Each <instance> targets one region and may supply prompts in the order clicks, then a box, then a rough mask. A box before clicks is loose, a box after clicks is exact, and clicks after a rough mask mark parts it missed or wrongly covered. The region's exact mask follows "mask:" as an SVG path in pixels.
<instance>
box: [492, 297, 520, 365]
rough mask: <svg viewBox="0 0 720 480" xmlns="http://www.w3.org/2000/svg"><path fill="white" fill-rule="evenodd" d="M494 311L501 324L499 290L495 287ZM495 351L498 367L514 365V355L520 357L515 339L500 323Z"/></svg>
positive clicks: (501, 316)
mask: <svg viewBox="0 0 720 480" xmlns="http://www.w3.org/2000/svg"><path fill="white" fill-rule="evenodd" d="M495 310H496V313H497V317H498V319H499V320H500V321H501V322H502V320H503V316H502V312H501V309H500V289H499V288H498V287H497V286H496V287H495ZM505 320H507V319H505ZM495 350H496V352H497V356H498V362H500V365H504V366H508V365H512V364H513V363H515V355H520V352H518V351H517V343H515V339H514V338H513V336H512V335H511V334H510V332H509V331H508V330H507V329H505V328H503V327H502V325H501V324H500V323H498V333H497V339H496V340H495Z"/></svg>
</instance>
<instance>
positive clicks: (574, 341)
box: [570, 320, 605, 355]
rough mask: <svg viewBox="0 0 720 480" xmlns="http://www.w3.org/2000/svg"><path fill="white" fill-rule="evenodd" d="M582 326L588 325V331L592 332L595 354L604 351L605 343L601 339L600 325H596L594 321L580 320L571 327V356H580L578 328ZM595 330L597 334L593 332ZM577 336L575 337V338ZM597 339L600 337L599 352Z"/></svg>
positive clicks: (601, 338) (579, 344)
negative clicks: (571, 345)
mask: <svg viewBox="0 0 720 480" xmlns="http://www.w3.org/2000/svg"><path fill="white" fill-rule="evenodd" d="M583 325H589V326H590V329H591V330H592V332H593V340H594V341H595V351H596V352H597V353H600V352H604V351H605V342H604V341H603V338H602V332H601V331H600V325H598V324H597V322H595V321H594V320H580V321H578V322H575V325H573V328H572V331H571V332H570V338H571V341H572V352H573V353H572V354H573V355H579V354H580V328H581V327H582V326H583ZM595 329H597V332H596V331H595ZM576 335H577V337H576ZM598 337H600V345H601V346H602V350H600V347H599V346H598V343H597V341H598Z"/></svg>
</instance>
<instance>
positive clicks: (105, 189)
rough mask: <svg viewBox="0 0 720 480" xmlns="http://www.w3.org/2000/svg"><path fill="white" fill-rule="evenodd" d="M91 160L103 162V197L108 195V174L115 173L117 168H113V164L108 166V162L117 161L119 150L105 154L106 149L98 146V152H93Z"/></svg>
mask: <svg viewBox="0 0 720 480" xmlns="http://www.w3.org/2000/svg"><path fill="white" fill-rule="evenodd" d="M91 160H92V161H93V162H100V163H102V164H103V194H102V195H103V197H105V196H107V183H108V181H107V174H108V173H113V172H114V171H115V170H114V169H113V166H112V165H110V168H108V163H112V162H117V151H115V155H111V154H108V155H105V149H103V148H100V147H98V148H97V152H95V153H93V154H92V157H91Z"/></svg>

###

■ **WORK REQUIRED**: Reproduce every single entry above exactly.

■ **TASK ANSWER**:
Each <instance> targets one region and may supply prompts in the order clicks, then a box, then a rough mask. A box before clicks is loose, a box after clicks is exact, and clicks after a rough mask mark parts it missed or wrongly covered. The region's exact mask follows "mask:" as an SVG path in pixels.
<instance>
box: [492, 297, 520, 365]
rough mask: <svg viewBox="0 0 720 480" xmlns="http://www.w3.org/2000/svg"><path fill="white" fill-rule="evenodd" d="M494 311L501 324L499 290L495 287ZM495 351L498 367L514 365V355L520 357L515 339L500 323Z"/></svg>
positive clicks: (501, 316)
mask: <svg viewBox="0 0 720 480" xmlns="http://www.w3.org/2000/svg"><path fill="white" fill-rule="evenodd" d="M495 310H496V313H497V317H498V319H499V320H500V321H501V322H502V320H503V316H502V312H501V309H500V289H499V288H498V287H497V286H496V287H495ZM505 320H507V319H505ZM495 350H496V352H497V356H498V362H500V365H504V366H508V365H512V364H513V363H515V355H520V352H518V351H517V343H515V339H514V338H513V336H512V335H511V334H510V332H509V331H508V330H507V329H505V328H503V327H502V325H501V324H500V323H498V333H497V339H496V340H495Z"/></svg>
</instance>
<instance>
positive clicks: (574, 341)
box: [570, 320, 605, 355]
rough mask: <svg viewBox="0 0 720 480" xmlns="http://www.w3.org/2000/svg"><path fill="white" fill-rule="evenodd" d="M582 326L588 325V331L592 332L595 354L604 351L605 343L601 339L600 325H596L594 321L580 320L571 327V356H580L578 328ZM595 330L597 334L593 332ZM577 336L575 337V338ZM597 339L600 337L599 352Z"/></svg>
positive clicks: (601, 338) (579, 344)
negative clicks: (571, 345)
mask: <svg viewBox="0 0 720 480" xmlns="http://www.w3.org/2000/svg"><path fill="white" fill-rule="evenodd" d="M583 325H589V326H590V329H591V330H592V332H593V340H594V341H595V351H596V352H597V353H600V352H604V351H605V342H604V341H603V338H602V332H601V331H600V325H598V324H597V322H595V321H594V320H580V321H578V322H575V325H573V328H572V331H571V332H570V338H571V341H572V352H573V353H572V354H573V355H579V354H580V328H581V327H582V326H583ZM595 329H597V332H596V331H595ZM576 335H577V337H576ZM598 337H600V345H601V346H602V350H600V347H599V346H598V343H597V341H598Z"/></svg>
</instance>
<instance>
positive clicks: (105, 189)
rough mask: <svg viewBox="0 0 720 480" xmlns="http://www.w3.org/2000/svg"><path fill="white" fill-rule="evenodd" d="M91 160L103 162V197L108 195V174L115 173L117 168H113V164L108 166V162L117 161L119 150L105 154L106 149L98 146V152H93Z"/></svg>
mask: <svg viewBox="0 0 720 480" xmlns="http://www.w3.org/2000/svg"><path fill="white" fill-rule="evenodd" d="M91 160H92V161H93V162H100V163H102V164H103V194H102V195H103V197H105V196H107V183H108V181H107V174H108V173H113V172H114V171H115V170H114V169H113V166H112V165H110V168H108V163H112V162H117V151H115V155H111V154H108V155H105V149H103V148H100V147H98V148H97V152H95V153H93V154H92V157H91Z"/></svg>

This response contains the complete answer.